→ **Raw data**:
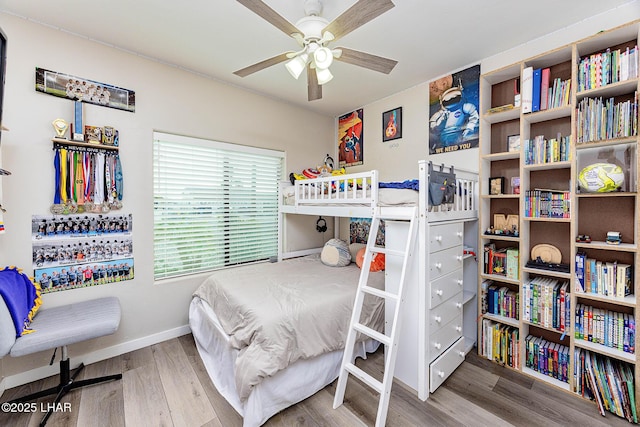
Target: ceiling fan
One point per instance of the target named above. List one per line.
(313, 34)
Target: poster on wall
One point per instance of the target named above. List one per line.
(79, 251)
(350, 139)
(85, 90)
(454, 121)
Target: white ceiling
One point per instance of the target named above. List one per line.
(214, 38)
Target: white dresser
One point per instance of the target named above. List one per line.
(439, 311)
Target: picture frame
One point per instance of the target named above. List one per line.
(392, 124)
(513, 143)
(496, 186)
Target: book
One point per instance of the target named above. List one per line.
(526, 89)
(535, 94)
(544, 88)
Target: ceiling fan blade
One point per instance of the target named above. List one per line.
(262, 65)
(314, 90)
(261, 9)
(357, 15)
(366, 60)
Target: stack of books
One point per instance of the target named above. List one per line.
(547, 358)
(607, 381)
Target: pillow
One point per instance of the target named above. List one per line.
(335, 253)
(354, 248)
(21, 296)
(377, 262)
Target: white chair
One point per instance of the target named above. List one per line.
(60, 327)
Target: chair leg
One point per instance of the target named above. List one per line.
(67, 383)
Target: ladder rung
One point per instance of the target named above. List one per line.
(380, 293)
(372, 333)
(387, 251)
(364, 377)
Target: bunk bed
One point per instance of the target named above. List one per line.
(351, 195)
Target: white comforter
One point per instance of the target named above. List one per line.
(278, 313)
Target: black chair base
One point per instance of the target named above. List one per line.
(67, 383)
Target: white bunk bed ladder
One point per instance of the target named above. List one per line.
(390, 340)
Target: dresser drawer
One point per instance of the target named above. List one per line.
(445, 313)
(445, 287)
(444, 337)
(445, 236)
(444, 366)
(443, 262)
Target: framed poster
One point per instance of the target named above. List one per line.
(392, 124)
(454, 121)
(350, 139)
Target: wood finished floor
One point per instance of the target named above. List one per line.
(166, 385)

→ **How to complete this task**:
Reproduce the records verbatim, omitting all images they contain.

→ **Solution to this problem**:
Target: ceiling fan
One point per instance of the target named above. List one per line.
(313, 34)
Target: poster on wall
One point per instance of the target named above. List one per line.
(79, 251)
(350, 139)
(85, 90)
(454, 121)
Target: white ceiling
One point per instance of the target named above. List one per line.
(214, 38)
Target: white dresser
One point per instance of the target named above. List one per line.
(439, 311)
Target: picture frame
One point per instance of the target named above. List one per line.
(392, 124)
(513, 143)
(496, 186)
Target: book
One point per instance of the target named above. List one per line.
(526, 89)
(535, 94)
(544, 88)
Target: ceiling fan blade
One point per instance of the target named above. List one per line.
(262, 65)
(314, 90)
(261, 9)
(357, 15)
(366, 60)
Target: stack of books
One point per instance of the target named above. List one per line.
(547, 358)
(607, 381)
Target: pillow
One point per instance of the target named above. List one per line.
(335, 253)
(354, 248)
(21, 296)
(377, 262)
Target: white chair
One point per instance of the target named above. List one per line.
(60, 327)
Target: chair leg
One point per instance of the target named above. List one per line.
(67, 383)
Target: ladder rung
One point per instance of the target named above. List one per line.
(380, 293)
(372, 333)
(387, 251)
(364, 377)
Target: bunk bed
One point per instance of the target named above. List one per line.
(351, 195)
Target: white comforter
One point per instance of the target named above. List one per line.
(278, 313)
Target: black chair base
One point per instance of the target named above. List one per line.
(67, 383)
Target: white bunk bed ladder
One point per instance of the target named above. List one per line.
(390, 340)
Target: dresser drawer
One point per instance of the target named above. List one per line.
(445, 313)
(445, 287)
(444, 337)
(445, 236)
(444, 366)
(443, 262)
Target: framed poster
One point per instance of the target named above. List one per line.
(392, 124)
(454, 121)
(350, 139)
Target: wood finished floor
One point per instance of the target named above. List one per line.
(166, 385)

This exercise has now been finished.